** What you need to do **
Copy the material below word for word, leaving out the pictures.

Coordinate annotation records:
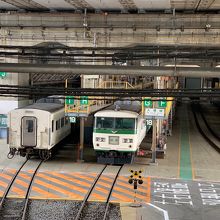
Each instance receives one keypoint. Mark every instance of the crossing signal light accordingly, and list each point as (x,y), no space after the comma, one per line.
(140,182)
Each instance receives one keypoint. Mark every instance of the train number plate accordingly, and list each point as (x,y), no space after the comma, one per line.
(114,140)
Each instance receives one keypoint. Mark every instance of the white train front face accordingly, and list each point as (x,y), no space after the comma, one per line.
(116,131)
(29,128)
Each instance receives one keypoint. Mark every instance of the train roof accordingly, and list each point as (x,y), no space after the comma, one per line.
(49,107)
(116,114)
(127,105)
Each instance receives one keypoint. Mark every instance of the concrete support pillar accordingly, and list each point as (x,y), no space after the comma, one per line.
(81,146)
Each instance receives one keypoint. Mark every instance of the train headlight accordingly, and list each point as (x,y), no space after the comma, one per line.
(130,140)
(99,139)
(102,139)
(127,140)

** Final result **
Each instance receives one keypoint. Mark every instance of the crossing signal light accordingly, and list each point as (x,y), no space after the comma, one per line.
(140,182)
Each instance receives one keypoint. Mark every instance of the train number plate accordingly, and list each point as (x,y), no space after the comma, one per line.
(114,140)
Each instance receives one keypoint. Mark every instance of the white train front face accordingly, and list each point as (x,y), no space after the comma, one per line.
(116,131)
(29,128)
Each instance receives one keypoint. Mark every instance of the train roof accordingly, and list each point as (x,y), no space after the comma, one per line.
(49,107)
(116,114)
(127,105)
Each instance receives one keypoint. Mark every instance of the concrete support pillar accordingly, and list each point as (x,y), no space after the comma, one per line.
(81,146)
Each instance receives one keypoint. Mark every instance of the train headlight accordingly, and list each point as (x,y), no space after the comma, one per line.
(130,140)
(99,139)
(102,139)
(127,140)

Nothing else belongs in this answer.